Memory is perhaps the most alluring topic of research in psychology, cognitive science, and neuroscience. Through decades of trivial and breakthrough research insights, we know a little bit about memory.
In fact, some of the aspects of memory have become common knowledge. You’ll see people say ‘my short term memory is bad but long-term memory is good’. People know two types of memory, and that is good. Some are even aware of the types of content they remember well (facts, names, places, directions, etc.) The self-reflective nature of one’s own memories produces intuitive insight
…. But there is the labyrinth of research that is confusing and yet solid in certain contexts. We know a lot, and we do not know a lot. In this article, we will look at what the research says about our memory. Also, try to reflect upon your own memories using these models. Should be fun!
There are two ways we can look at memory.
- How the biology in the brain accommodates and represents memory (neurons, brain organization, and the conscious memory stuff you remember)
- The structure of memory systems in the brain – models that explain how we absorb information and reproduce it.

**ASSIGNED TASK 1**:
In the memory article, how many ways of looking at memory are there?
**ASSIGNED TASK 2**:
Reproduce the part of the memory article starting with "There are two" and going on through "and reproduce it.".
The data that comes next has no connection to the memory article.

Referring expression pointing data
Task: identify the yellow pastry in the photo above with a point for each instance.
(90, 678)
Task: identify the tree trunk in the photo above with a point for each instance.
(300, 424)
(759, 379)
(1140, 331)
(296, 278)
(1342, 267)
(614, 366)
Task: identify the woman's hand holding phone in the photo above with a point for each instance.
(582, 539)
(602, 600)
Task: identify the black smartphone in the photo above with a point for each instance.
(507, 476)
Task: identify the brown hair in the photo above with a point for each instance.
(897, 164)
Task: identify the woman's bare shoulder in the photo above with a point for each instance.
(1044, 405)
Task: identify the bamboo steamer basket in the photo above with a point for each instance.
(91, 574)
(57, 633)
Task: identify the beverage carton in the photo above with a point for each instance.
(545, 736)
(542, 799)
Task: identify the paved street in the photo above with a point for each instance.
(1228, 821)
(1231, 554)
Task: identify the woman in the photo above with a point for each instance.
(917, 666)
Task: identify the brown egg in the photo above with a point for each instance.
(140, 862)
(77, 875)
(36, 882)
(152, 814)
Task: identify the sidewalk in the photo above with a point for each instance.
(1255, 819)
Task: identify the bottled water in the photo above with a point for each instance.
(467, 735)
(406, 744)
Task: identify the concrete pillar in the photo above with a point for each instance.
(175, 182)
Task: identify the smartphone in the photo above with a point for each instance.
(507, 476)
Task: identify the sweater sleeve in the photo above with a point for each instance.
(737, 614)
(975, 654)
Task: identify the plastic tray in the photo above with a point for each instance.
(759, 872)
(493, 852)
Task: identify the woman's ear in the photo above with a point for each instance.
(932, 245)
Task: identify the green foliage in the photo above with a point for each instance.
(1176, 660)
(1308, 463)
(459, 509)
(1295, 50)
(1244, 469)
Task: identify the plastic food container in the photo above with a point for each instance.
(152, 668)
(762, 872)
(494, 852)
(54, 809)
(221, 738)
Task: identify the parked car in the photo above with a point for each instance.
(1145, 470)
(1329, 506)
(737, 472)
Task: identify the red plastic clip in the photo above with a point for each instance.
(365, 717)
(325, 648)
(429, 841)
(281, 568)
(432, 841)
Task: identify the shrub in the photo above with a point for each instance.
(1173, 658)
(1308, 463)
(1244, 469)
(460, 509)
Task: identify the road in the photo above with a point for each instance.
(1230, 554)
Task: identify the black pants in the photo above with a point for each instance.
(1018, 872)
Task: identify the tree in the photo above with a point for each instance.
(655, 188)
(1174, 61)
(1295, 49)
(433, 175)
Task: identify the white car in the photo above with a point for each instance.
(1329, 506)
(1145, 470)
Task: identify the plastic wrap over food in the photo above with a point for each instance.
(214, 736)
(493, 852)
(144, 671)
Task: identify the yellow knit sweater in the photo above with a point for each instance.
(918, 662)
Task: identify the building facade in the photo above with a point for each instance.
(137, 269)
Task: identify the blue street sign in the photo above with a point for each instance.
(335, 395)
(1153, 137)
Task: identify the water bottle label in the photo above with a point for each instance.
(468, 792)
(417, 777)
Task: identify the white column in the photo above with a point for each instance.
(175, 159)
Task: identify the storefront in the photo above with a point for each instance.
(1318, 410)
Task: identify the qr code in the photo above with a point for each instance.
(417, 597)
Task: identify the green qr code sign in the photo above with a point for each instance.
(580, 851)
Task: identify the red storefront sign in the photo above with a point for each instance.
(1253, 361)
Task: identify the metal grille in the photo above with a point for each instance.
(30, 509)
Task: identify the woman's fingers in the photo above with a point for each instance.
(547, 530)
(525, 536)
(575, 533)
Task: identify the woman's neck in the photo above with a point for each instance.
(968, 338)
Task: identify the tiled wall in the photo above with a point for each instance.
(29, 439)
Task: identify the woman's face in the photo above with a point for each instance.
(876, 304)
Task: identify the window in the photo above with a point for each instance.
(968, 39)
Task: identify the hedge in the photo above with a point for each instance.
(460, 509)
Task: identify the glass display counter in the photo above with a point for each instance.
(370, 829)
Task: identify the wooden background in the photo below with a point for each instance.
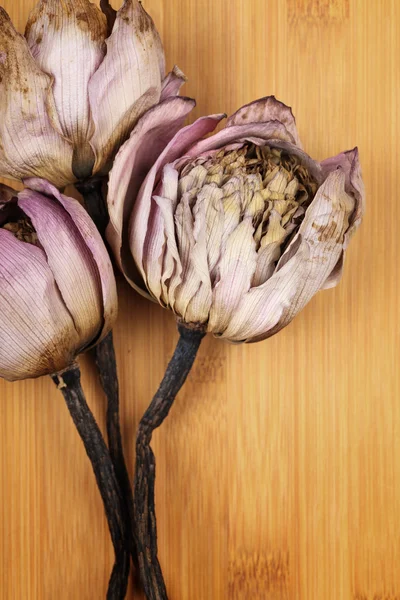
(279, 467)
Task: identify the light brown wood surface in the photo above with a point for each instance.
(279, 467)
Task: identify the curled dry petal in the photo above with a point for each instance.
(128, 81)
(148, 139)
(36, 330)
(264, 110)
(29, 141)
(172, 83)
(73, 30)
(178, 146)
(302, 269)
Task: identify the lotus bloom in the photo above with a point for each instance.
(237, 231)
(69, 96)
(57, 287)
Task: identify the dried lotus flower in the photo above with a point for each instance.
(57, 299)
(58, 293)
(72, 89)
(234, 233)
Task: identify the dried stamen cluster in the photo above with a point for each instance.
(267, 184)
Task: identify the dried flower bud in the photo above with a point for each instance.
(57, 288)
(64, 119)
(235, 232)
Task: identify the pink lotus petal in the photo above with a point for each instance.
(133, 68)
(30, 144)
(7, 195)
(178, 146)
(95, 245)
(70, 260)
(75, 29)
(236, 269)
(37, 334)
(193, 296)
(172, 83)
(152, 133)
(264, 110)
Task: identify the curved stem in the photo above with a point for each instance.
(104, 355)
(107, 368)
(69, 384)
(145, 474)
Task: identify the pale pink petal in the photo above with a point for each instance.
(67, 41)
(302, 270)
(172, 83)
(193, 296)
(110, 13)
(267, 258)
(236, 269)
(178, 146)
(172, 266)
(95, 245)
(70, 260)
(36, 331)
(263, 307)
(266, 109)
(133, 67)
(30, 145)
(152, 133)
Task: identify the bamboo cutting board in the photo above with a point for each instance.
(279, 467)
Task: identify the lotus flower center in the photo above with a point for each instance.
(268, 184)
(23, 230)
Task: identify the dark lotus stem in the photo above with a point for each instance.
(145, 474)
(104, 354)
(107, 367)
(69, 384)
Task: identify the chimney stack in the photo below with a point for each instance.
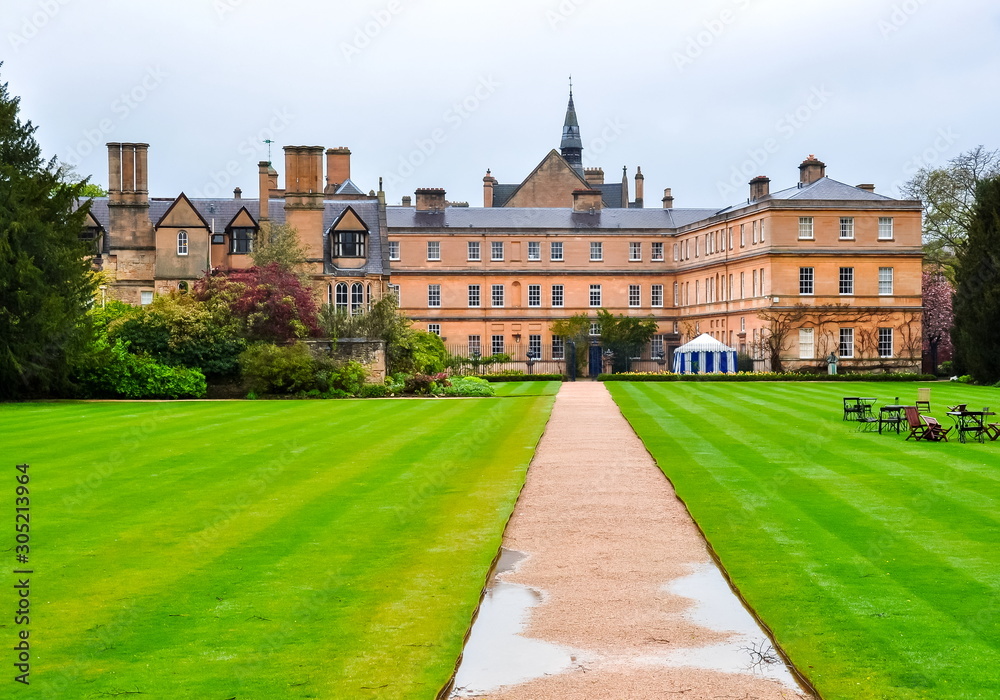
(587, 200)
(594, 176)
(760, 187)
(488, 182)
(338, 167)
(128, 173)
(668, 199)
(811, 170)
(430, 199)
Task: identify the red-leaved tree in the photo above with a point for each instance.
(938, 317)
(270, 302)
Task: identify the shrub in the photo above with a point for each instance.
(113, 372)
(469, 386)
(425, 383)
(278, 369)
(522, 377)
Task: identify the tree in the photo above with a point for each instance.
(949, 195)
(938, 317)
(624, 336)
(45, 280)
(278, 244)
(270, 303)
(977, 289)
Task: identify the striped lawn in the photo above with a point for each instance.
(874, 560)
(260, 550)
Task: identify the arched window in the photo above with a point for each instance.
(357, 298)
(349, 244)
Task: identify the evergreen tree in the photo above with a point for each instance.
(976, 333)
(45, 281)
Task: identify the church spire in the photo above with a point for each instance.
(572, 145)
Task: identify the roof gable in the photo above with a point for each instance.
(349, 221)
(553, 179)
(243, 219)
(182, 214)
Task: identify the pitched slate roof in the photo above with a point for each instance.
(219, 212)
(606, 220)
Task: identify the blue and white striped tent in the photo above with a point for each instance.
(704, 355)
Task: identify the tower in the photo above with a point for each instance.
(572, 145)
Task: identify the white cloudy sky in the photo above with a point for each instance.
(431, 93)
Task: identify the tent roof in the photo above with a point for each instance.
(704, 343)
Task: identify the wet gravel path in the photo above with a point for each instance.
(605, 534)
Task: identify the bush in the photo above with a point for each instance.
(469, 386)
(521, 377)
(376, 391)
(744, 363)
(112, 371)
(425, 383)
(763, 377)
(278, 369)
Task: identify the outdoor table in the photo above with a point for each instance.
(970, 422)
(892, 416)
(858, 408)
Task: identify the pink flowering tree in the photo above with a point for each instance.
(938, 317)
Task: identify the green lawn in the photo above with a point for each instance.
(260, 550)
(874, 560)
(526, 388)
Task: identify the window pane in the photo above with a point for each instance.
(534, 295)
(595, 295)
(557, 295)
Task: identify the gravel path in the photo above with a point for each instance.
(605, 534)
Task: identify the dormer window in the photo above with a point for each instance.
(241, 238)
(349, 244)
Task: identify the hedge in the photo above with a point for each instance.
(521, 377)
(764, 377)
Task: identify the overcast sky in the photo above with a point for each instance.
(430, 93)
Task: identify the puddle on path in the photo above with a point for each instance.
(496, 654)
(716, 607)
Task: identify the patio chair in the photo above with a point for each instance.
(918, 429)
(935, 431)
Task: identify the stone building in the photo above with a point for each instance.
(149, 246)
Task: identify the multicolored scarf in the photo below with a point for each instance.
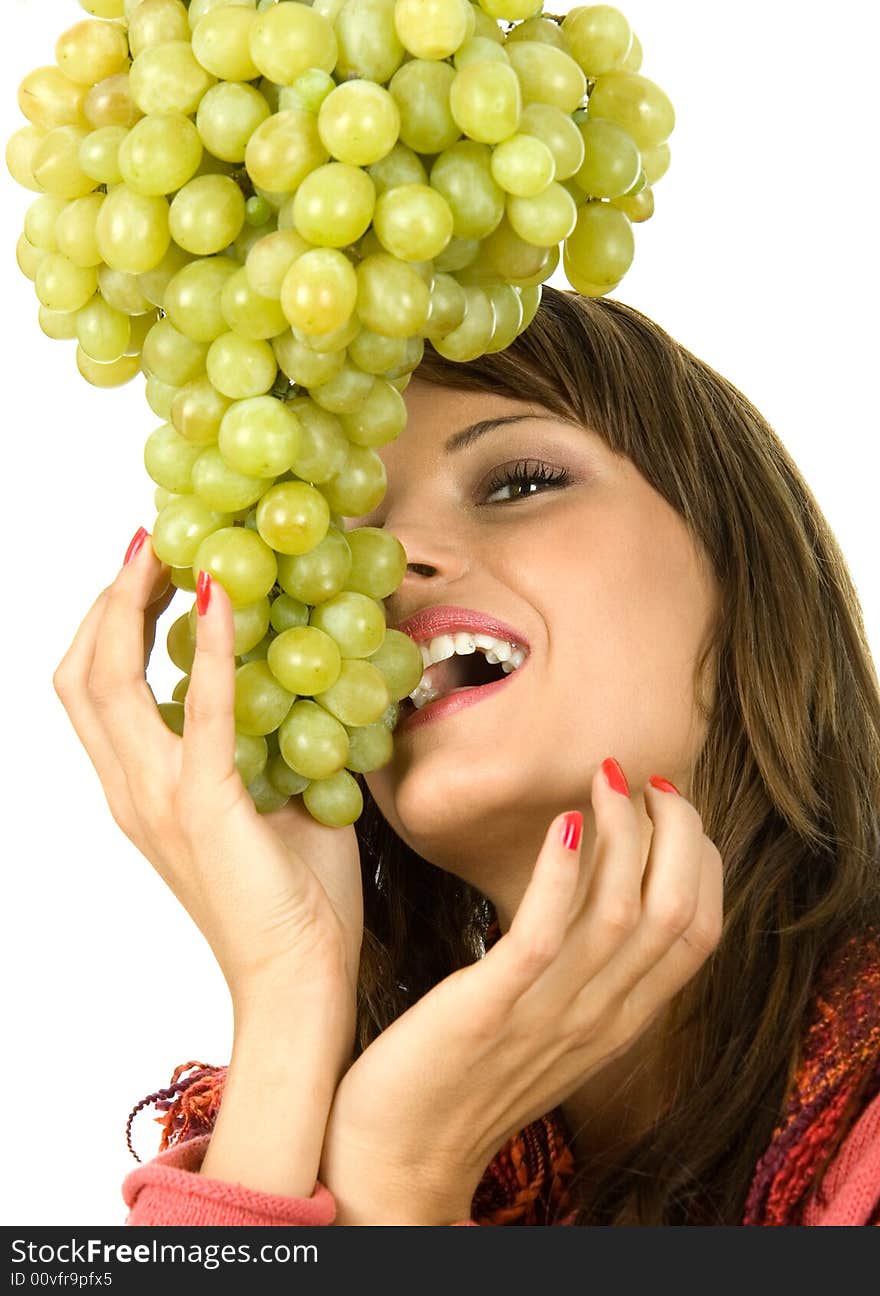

**ANSWER BOX 1**:
Two.

**ANSWER BOX 2**:
There are two ways we can look at memory.
- How the biology in the brain accommodates and represents memory (neurons, brain organization, and the conscious memory stuff you remember)
- The structure of memory systems in the brain – models that explain how we absorb information and reproduce it.